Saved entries
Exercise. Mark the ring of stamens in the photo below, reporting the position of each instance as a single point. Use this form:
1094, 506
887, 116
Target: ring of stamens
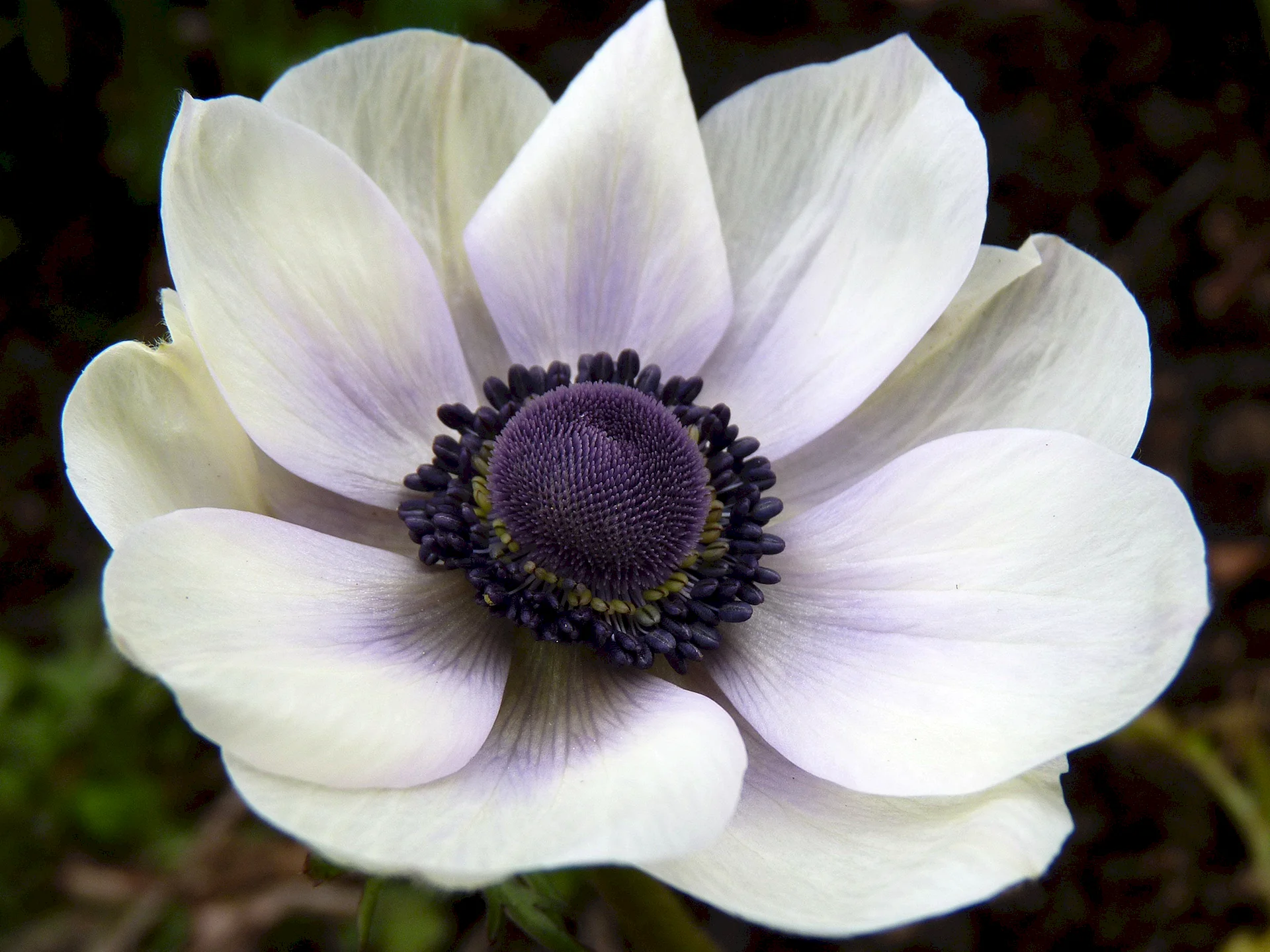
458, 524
---
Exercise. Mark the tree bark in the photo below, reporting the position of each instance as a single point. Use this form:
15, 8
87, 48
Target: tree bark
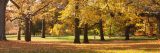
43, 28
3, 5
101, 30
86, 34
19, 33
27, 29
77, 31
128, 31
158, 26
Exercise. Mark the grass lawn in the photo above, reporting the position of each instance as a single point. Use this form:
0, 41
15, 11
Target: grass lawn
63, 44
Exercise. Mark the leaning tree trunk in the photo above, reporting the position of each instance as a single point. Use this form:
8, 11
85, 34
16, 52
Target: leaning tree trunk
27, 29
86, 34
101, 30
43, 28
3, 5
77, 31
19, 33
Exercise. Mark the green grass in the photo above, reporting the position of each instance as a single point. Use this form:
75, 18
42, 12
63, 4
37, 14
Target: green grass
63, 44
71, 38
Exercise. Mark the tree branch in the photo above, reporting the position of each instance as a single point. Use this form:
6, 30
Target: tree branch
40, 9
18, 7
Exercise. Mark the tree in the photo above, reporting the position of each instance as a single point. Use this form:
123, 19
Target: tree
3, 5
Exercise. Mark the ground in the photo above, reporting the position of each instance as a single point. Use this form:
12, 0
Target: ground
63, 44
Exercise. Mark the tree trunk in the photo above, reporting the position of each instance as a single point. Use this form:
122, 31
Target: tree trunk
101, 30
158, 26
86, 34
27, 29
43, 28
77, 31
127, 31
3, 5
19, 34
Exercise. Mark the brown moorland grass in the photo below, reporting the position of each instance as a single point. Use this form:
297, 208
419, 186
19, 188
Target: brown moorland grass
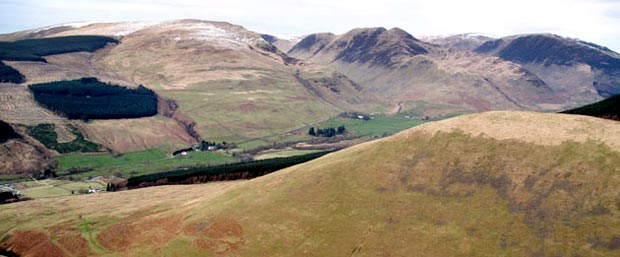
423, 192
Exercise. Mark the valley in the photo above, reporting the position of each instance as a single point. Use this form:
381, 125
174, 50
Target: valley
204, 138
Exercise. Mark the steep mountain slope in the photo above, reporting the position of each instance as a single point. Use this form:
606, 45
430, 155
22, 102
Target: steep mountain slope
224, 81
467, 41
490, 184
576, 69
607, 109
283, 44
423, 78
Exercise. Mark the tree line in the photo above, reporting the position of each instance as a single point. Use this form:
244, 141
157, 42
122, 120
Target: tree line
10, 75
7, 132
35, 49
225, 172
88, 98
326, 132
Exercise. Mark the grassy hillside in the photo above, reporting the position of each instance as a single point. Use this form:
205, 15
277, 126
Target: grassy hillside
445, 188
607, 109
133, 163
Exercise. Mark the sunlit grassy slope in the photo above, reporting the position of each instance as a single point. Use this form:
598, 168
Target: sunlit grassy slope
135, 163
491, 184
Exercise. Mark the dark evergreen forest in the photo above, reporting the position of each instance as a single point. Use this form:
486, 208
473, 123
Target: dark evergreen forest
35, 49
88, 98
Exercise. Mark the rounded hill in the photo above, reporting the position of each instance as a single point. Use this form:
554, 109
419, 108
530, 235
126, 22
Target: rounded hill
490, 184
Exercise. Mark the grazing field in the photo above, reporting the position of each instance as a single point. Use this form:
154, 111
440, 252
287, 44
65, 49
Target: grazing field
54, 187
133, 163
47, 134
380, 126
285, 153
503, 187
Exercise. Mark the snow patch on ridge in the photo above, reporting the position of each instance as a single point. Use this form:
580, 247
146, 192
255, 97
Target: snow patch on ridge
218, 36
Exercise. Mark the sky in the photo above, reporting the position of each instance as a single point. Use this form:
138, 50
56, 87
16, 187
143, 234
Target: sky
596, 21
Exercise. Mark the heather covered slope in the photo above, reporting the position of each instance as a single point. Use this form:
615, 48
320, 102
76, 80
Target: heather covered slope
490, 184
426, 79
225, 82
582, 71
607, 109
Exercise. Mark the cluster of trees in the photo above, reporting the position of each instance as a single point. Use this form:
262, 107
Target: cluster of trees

# REQUIREMENT
Every line in the entries that contains the word "cluster" should be counted, and the total stated alone.

# WRITTEN SOLUTION
2